- Aim of the task -
Restate all entries exactly.

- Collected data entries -
━━━━

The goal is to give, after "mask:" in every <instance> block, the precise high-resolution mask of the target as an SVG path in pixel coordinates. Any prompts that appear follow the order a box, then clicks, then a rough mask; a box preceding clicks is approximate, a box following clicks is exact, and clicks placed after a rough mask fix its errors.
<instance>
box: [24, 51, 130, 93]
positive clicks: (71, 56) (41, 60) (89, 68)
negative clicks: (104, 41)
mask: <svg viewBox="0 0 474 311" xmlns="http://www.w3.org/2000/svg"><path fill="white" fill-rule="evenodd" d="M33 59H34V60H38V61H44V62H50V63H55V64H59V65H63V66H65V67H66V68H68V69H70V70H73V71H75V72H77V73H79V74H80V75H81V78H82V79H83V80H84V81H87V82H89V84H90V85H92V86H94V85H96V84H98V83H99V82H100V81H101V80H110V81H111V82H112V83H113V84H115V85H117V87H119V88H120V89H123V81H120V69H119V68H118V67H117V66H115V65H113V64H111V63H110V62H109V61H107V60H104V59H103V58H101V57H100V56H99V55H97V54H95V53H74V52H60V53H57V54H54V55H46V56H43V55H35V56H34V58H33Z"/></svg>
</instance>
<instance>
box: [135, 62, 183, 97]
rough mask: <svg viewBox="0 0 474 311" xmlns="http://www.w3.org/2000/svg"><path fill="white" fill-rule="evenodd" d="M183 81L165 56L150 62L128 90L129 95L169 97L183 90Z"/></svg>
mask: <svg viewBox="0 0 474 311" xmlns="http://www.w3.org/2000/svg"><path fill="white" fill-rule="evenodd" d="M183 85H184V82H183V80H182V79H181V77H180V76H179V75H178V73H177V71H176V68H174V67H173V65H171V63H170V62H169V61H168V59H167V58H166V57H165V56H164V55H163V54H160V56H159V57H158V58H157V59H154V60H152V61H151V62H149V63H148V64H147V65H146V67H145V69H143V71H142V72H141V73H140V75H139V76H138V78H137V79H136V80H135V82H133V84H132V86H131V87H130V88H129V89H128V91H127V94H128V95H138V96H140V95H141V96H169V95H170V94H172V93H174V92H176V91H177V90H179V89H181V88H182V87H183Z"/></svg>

━━━━

- Answer below -
The goal is to give, after "mask:" in every <instance> block, the precise high-resolution mask of the target as an SVG path in pixel coordinates. Any prompts that appear follow the order a box, then clicks, then a rough mask; a box preceding clicks is approximate, a box following clicks is exact, and clicks placed after a rough mask fix its errors.
<instance>
box: [24, 51, 130, 93]
positive clicks: (71, 56) (41, 60) (89, 68)
negative clicks: (104, 41)
mask: <svg viewBox="0 0 474 311" xmlns="http://www.w3.org/2000/svg"><path fill="white" fill-rule="evenodd" d="M33 59H34V60H38V61H44V62H50V63H55V64H59V65H63V66H65V67H66V68H68V69H70V70H73V71H75V72H77V73H79V74H80V75H81V78H82V79H83V80H84V81H87V82H89V84H90V85H92V86H94V85H96V84H98V83H99V82H100V81H101V80H110V81H111V82H112V83H113V84H115V85H117V87H119V88H120V89H123V81H120V69H119V68H118V67H117V66H115V65H113V64H111V63H110V62H109V61H107V60H104V59H103V58H101V57H100V56H99V55H97V54H95V53H74V52H60V53H57V54H54V55H46V56H43V55H35V56H34V58H33Z"/></svg>
</instance>
<instance>
box: [135, 62, 183, 97]
rough mask: <svg viewBox="0 0 474 311" xmlns="http://www.w3.org/2000/svg"><path fill="white" fill-rule="evenodd" d="M183 81L165 56L150 62L128 90L129 95L169 97L183 90Z"/></svg>
mask: <svg viewBox="0 0 474 311" xmlns="http://www.w3.org/2000/svg"><path fill="white" fill-rule="evenodd" d="M183 85H184V82H183V80H182V79H181V77H180V76H179V75H178V73H177V71H176V68H174V67H173V65H171V63H170V62H169V61H168V59H167V58H166V57H165V56H164V55H163V54H160V56H159V57H158V58H157V59H154V60H152V61H151V62H149V63H148V64H147V65H146V67H145V69H143V71H142V72H141V73H140V75H139V76H138V78H137V79H136V80H135V82H133V84H132V86H131V87H130V88H129V89H128V91H127V94H128V95H138V96H140V95H141V96H169V95H170V94H172V93H174V92H176V91H177V90H179V89H181V88H182V87H183Z"/></svg>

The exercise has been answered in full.